● **The exercise**
Add 142 to every bounding-box coordinate in the answers across the stretch of data from its start through the line containing "(0, 431), (1000, 667)", and write out that whole stretch again with no other numbers changed.

Records supplied start

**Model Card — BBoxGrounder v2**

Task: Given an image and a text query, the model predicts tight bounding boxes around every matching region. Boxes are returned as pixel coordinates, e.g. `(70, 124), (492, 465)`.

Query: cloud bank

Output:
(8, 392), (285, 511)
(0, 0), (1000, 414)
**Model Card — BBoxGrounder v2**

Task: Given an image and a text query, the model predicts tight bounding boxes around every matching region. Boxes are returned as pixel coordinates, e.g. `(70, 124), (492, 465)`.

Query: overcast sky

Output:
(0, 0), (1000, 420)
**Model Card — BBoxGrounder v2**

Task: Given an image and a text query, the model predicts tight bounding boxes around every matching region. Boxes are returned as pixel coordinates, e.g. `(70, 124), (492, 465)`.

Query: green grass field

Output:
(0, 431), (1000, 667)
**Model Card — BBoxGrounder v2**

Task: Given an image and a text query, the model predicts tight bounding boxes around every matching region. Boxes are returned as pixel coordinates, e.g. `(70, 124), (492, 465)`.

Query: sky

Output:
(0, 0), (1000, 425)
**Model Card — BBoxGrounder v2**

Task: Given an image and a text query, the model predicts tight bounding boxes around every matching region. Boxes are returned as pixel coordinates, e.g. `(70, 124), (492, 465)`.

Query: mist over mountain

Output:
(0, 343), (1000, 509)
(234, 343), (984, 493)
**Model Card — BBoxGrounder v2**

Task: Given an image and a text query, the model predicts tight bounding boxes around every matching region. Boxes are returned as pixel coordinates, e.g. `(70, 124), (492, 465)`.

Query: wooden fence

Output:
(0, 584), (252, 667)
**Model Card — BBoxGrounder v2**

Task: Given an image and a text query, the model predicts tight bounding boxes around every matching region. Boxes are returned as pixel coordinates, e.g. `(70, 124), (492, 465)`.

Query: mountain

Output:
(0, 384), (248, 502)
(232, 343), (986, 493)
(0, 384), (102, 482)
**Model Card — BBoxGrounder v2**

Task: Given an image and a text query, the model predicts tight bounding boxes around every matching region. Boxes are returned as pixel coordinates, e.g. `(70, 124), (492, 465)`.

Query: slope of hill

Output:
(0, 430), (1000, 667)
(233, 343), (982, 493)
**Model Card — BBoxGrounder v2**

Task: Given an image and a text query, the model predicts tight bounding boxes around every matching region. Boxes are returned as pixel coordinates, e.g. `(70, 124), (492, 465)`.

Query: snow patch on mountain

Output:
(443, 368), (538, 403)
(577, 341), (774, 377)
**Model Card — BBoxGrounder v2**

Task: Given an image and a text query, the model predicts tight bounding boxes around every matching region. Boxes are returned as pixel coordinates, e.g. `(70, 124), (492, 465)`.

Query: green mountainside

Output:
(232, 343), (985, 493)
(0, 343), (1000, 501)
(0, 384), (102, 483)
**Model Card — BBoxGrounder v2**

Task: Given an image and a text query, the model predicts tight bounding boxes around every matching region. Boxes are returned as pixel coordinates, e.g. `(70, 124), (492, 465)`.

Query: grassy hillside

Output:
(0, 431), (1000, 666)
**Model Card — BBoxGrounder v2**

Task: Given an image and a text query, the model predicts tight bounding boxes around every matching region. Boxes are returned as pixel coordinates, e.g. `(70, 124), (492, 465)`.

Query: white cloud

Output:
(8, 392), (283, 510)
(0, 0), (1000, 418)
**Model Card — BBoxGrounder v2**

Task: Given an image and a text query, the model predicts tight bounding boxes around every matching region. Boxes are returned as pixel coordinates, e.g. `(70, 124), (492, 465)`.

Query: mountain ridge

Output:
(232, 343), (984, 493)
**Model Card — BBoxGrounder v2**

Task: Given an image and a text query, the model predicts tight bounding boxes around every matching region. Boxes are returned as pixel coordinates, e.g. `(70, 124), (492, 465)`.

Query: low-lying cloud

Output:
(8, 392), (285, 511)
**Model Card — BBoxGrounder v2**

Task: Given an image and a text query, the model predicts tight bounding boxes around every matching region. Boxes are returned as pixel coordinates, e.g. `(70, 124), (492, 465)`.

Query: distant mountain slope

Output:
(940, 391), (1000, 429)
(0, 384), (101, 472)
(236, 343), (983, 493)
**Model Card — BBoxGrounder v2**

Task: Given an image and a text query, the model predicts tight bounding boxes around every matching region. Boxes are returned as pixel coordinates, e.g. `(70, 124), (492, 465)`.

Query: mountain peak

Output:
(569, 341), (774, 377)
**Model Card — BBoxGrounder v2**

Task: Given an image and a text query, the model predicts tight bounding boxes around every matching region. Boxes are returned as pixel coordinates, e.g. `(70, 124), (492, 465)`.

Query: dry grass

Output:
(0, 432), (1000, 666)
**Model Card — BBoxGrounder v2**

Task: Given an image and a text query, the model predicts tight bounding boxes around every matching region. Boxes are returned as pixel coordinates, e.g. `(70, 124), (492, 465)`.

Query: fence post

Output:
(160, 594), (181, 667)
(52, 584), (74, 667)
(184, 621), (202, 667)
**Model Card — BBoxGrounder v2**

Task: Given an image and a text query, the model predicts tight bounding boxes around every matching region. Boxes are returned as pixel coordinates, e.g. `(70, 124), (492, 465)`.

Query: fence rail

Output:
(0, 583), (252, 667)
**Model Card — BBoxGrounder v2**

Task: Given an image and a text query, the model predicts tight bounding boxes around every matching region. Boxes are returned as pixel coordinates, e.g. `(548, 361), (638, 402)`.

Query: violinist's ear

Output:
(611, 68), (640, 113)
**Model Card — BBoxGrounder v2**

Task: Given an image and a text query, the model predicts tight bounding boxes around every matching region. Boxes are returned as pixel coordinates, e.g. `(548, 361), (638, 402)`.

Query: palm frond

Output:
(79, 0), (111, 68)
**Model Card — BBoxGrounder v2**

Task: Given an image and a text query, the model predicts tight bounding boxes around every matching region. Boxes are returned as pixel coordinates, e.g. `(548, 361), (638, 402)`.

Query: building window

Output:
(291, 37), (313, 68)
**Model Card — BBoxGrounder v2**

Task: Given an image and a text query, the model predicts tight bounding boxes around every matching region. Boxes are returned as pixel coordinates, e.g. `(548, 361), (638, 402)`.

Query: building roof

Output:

Records supplied end

● **In response**
**Model Card — BBoxGrounder v2**

Task: Given an image and a text query, the model predicts tight bounding boxes around every matching region. Boxes are returned as pixel coordinates, e.g. `(70, 124), (492, 465)`.

Query: cloud bank

Output:
(150, 534), (427, 653)
(142, 142), (1142, 556)
**Model Card — BBoxGrounder v2**

Task: Given an image and a text query, the model predicts tight bounding boxes around every matching region. Boxes are returned as pixel coordinates, e.g. `(70, 124), (492, 465)`.

Query: overcast sky

Output:
(142, 142), (1142, 562)
**Model Card — BBoxGrounder v2**

Task: Given an image and a text query, the model predicts tight bounding boxes around every matching region. Boxes are returned as pixel coordinates, e.g. `(70, 124), (492, 465)`.

Query: green grass field

Output:
(142, 573), (1142, 809)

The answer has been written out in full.